**Tasks to carry out**
1 – From the Giraph issue comment, extract the stretch from "Benjamin Heitmann commented" through "without any functionallity).", copying it word for word.
2 – In the Giraph issue comment, what does Benjamin Heitmann plan to make sometime in the next weeks?

----- Text excerpt

[jira] [Commented] (GIRAPH-180) Publish SNAPSHOTs and released artifacts in the Maven repository

2012-04-17 Thread Benjamin Heitmann (Commented) (JIRA)

[ 
https://issues.apache.org/jira/browse/GIRAPH-180?page=com.atlassian.jira.plugin.system.issuetabpanels:comment-tabpanel&focusedCommentId=13255465#comment-13255465
 ] 

Benjamin Heitmann commented on GIRAPH-180:
--

+1

That would make it easier for new users, and for general managment of builds 
via maven. 

In addition, the Maven repository which will be used for publishing Giraph 
artefacts
can also be used for publishing Maven archetypes (basically project specific 
skeletton code
without any functionallity). 

I was planning on making an initial version of a Maven archetype for a small 
Giraph job sometime in the next weeks.

----------
----- Stored records

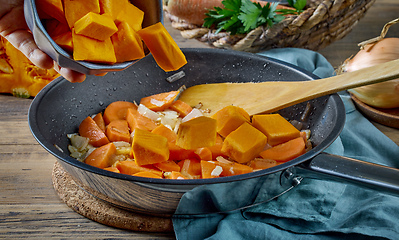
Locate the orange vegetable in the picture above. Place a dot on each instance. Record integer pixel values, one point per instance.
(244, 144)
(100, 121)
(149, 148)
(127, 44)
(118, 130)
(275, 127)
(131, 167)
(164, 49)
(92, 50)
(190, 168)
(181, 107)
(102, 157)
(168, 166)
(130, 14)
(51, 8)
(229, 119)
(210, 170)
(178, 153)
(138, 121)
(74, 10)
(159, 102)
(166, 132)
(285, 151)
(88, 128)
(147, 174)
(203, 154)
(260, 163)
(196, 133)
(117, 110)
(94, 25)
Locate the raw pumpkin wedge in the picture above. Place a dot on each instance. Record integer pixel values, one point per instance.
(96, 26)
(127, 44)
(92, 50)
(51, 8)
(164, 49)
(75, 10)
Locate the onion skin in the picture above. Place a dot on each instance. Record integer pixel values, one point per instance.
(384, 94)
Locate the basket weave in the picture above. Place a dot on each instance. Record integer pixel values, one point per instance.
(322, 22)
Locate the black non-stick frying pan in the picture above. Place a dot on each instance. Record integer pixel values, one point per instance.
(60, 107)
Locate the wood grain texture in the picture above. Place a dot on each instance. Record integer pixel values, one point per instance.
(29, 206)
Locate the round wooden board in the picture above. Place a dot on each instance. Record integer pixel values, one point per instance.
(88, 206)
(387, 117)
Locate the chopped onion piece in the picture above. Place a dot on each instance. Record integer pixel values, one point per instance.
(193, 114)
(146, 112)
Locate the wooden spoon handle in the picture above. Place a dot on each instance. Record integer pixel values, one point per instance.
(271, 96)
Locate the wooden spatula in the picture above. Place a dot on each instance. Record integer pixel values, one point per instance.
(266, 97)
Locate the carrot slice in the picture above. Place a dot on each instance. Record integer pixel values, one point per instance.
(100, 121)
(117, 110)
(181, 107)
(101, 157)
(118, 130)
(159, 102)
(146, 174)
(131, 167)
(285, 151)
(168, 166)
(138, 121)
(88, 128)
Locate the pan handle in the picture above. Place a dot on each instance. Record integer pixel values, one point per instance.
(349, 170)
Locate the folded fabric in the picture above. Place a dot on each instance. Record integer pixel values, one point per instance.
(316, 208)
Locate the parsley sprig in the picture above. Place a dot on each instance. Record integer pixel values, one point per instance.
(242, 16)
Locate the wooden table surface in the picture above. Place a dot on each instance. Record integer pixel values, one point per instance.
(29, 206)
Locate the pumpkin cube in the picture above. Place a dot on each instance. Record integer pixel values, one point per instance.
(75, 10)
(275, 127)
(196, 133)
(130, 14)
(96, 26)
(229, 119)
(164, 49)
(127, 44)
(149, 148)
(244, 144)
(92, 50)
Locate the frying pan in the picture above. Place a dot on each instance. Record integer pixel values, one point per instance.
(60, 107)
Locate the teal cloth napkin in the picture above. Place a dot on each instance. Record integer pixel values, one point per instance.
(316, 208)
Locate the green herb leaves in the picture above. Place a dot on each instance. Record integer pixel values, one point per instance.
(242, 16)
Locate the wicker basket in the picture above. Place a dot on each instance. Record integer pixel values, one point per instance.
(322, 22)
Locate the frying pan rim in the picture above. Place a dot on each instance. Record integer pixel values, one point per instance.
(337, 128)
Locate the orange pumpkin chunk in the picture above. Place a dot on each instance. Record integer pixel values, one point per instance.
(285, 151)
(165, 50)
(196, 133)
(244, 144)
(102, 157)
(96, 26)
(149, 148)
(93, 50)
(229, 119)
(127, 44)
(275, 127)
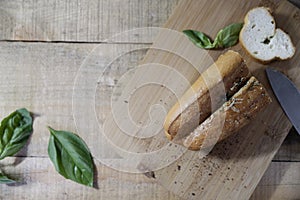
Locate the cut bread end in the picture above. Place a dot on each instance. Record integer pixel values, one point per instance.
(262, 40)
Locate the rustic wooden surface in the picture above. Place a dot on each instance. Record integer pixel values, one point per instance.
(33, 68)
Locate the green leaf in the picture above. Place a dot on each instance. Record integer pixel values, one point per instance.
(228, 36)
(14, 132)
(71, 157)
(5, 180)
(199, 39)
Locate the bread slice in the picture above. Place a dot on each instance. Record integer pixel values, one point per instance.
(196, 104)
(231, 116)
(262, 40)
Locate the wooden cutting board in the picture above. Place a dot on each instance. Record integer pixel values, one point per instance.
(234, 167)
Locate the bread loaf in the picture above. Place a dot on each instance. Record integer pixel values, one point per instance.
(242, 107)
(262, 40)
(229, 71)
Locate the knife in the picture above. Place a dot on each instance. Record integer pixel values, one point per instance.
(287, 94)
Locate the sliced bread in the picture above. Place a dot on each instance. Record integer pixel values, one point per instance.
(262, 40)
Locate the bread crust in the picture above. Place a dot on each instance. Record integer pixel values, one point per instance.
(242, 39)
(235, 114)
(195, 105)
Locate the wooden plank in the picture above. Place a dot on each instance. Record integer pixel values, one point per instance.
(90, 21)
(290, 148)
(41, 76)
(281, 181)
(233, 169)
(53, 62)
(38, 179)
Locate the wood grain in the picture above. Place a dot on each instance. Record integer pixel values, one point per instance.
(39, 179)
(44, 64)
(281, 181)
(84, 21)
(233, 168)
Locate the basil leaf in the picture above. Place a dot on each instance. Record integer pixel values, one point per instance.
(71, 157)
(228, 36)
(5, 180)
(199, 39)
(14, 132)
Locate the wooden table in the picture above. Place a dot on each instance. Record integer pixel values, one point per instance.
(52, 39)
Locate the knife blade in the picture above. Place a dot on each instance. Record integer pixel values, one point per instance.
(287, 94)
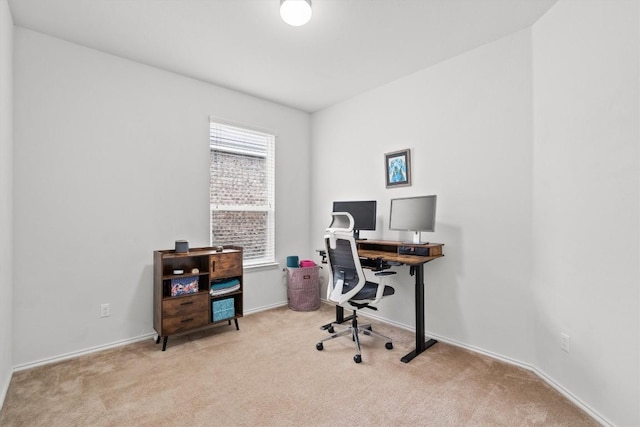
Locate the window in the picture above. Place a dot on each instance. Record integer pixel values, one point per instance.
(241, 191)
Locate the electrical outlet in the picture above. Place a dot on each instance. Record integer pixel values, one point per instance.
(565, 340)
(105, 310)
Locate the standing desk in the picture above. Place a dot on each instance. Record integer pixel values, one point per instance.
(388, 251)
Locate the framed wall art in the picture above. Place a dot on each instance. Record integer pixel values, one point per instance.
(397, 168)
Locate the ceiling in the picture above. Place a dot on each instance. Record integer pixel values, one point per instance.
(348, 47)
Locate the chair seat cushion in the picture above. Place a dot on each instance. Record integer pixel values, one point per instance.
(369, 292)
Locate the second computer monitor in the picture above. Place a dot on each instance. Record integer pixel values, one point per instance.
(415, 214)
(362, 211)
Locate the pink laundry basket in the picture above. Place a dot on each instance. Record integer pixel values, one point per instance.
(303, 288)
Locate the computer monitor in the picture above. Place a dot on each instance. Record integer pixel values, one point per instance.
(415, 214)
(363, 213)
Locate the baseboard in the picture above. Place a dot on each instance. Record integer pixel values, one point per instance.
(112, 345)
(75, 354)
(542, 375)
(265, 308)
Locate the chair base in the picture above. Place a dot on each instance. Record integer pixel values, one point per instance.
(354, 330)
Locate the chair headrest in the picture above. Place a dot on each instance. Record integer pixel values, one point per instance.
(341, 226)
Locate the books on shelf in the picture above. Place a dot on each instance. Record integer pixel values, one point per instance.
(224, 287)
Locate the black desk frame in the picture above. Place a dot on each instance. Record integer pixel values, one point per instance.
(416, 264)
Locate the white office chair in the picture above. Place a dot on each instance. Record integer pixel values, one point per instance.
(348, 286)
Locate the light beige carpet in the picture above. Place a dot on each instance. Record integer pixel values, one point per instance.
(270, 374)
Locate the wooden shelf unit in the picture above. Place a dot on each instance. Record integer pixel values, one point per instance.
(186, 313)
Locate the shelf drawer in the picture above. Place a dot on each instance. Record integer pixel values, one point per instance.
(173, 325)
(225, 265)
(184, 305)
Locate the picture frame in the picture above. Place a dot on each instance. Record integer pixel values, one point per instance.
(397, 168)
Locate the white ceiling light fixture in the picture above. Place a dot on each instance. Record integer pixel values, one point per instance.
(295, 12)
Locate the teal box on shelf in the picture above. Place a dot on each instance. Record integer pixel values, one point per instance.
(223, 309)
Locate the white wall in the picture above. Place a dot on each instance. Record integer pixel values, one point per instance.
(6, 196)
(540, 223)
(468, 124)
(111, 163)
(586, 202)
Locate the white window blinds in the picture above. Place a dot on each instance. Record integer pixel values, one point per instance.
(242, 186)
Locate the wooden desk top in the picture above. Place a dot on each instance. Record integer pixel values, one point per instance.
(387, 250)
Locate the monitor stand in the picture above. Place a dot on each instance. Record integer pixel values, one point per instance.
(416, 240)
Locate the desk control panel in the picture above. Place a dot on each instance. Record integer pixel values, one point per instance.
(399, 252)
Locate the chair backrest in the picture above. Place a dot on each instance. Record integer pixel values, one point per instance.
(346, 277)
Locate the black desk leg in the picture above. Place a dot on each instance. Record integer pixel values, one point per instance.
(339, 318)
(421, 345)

----------

**Solved tasks**
1 –
Benjamin Heitmann commented on GIRAPH-180:
--

+1

That would make it easier for new users, and for general managment of builds 
via maven. 

In addition, the Maven repository which will be used for publishing Giraph 
artefacts
can also be used for publishing Maven archetypes (basically project specific 
skeletton code
without any functionallity).

2 – An initial version of a Maven archetype for a small Giraph job.